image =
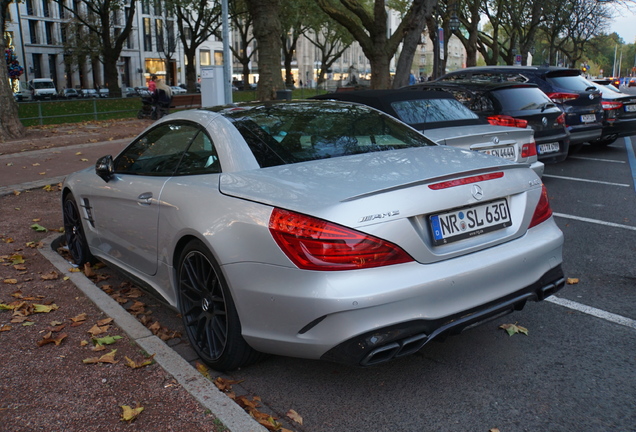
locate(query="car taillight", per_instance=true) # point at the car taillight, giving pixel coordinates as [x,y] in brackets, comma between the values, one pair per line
[611,105]
[315,244]
[503,120]
[543,211]
[528,150]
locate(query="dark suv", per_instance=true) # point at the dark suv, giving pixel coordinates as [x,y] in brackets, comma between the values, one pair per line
[579,100]
[516,105]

#####

■ Task directions: Lay out every item above as a two-column CSV with the header instruction,coordinates. Give one row per item, holding its text and its answer, each in a single quoted field with line breaks replaced by spaces, and leave the pictures out.

■ Task response:
instruction,coordinates
"image = locate(query=""car taillight"", per_instance=true) # point at the car taillight, giving pixel coordinates as [x,y] in brackets, comma between the values, one pair per line","[611,105] [315,244] [503,120] [543,211] [528,150]"
"locate(query=""dark suv"", per_instance=true) # point at the dark suv, giving pixel coordinates as [x,y] in brackets, comma between the values, one pair per line","[579,100] [516,105]"